Extract provided:
--------------------------------

Culture • Oct 24, 2025, 2:27 PM
7 min de lecture
1

The Scharf Collection, one of Germany’s most important private art holdings, is opening its doors for its first major public exhibition in Berlin.

The collection, which was built over four generations, will feature 150 works from Goya to Grosse spanning 200 years of European and contemporary art.

Shown for the first time at Berlin’s Alte Nationalgalerie from October 2025 to February 2026, the exhibit will showcase the evolution of European art from the early 19th century to today.

Visitors will see prints by Francisco de Goya, Romantic and Realist paintings by Delacroix and Courbet, and Impressionist masterpieces by Monet, Renoir, Cézanne, and Degas.

The show will also include Post-Impressionists like Bonnard and Matisse, then move into Cubism with Picasso and Léger, and end with bold modern and contemporary works by artists such as Sam Francis, Jasper Johns, and Katharina Grosse.

This exhibition is important because it marks the first time the public can view such a large part of this historically rich and visually diverse private collection.

--------------------------------

Resume the article on the Scharf Collection's Berlin exhibition, continuing after its last sentence.

Given material:
--------------------------------

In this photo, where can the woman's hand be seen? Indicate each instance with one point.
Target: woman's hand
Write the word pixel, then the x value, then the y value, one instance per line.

--------------------------------

Expected answer:
Journalists walks next to the painting "Place Clichy" from 1867-1947 by Pierre Bonnard
Journalists walks next to the painting "Place Clichy" from 1867-1947 by Pierre Bonnard AP Photo

Until now, only a few visitors per year had access to individual works in private settings, and many pieces have never been displayed together. So the show not only honours the family’s legacy, which began with Otto Gerstenberg over a century ago, but also connects past and present through a thoughtful timeline of influential artworks.

So what can visitors expect from such an iconic show?

The exhibition takes them on a journey through 200 years of art, beginning with early 19th-century etchings by Spain’s Francisco de Goya, with his dramatic series The Disasters of War and La Tauromaquia.

From there, the show moves into the heart of French Romanticism and Realism, featuring works by Eugène Delacroix and portrayals of everyday life by Gustave Courbet. There are also works from Honoré Daumier, expressive caricatures and sculpted busts of lawmakers, from 19th century France.

The exhibition also has a very exciting Impressionist section, with key works by Claude Monet, including early realist scenes like Farmyard in Chailly and later Impressionist landscapes like Steep Cliffs near Dieppe and a moody Waterloo Bridge.

There are also beautiful works by Pierre-Auguste Renoir and Paul Cézanne, showing the changing light, colour, and movement that defined the period. And Edgar Degas is well represented with his classic studies of dancers and bathers, while the colourful, warm paintings of Pierre Bonnard offer scenes of Paris and private domestic life, including Place Clichy and The Large Bathtub.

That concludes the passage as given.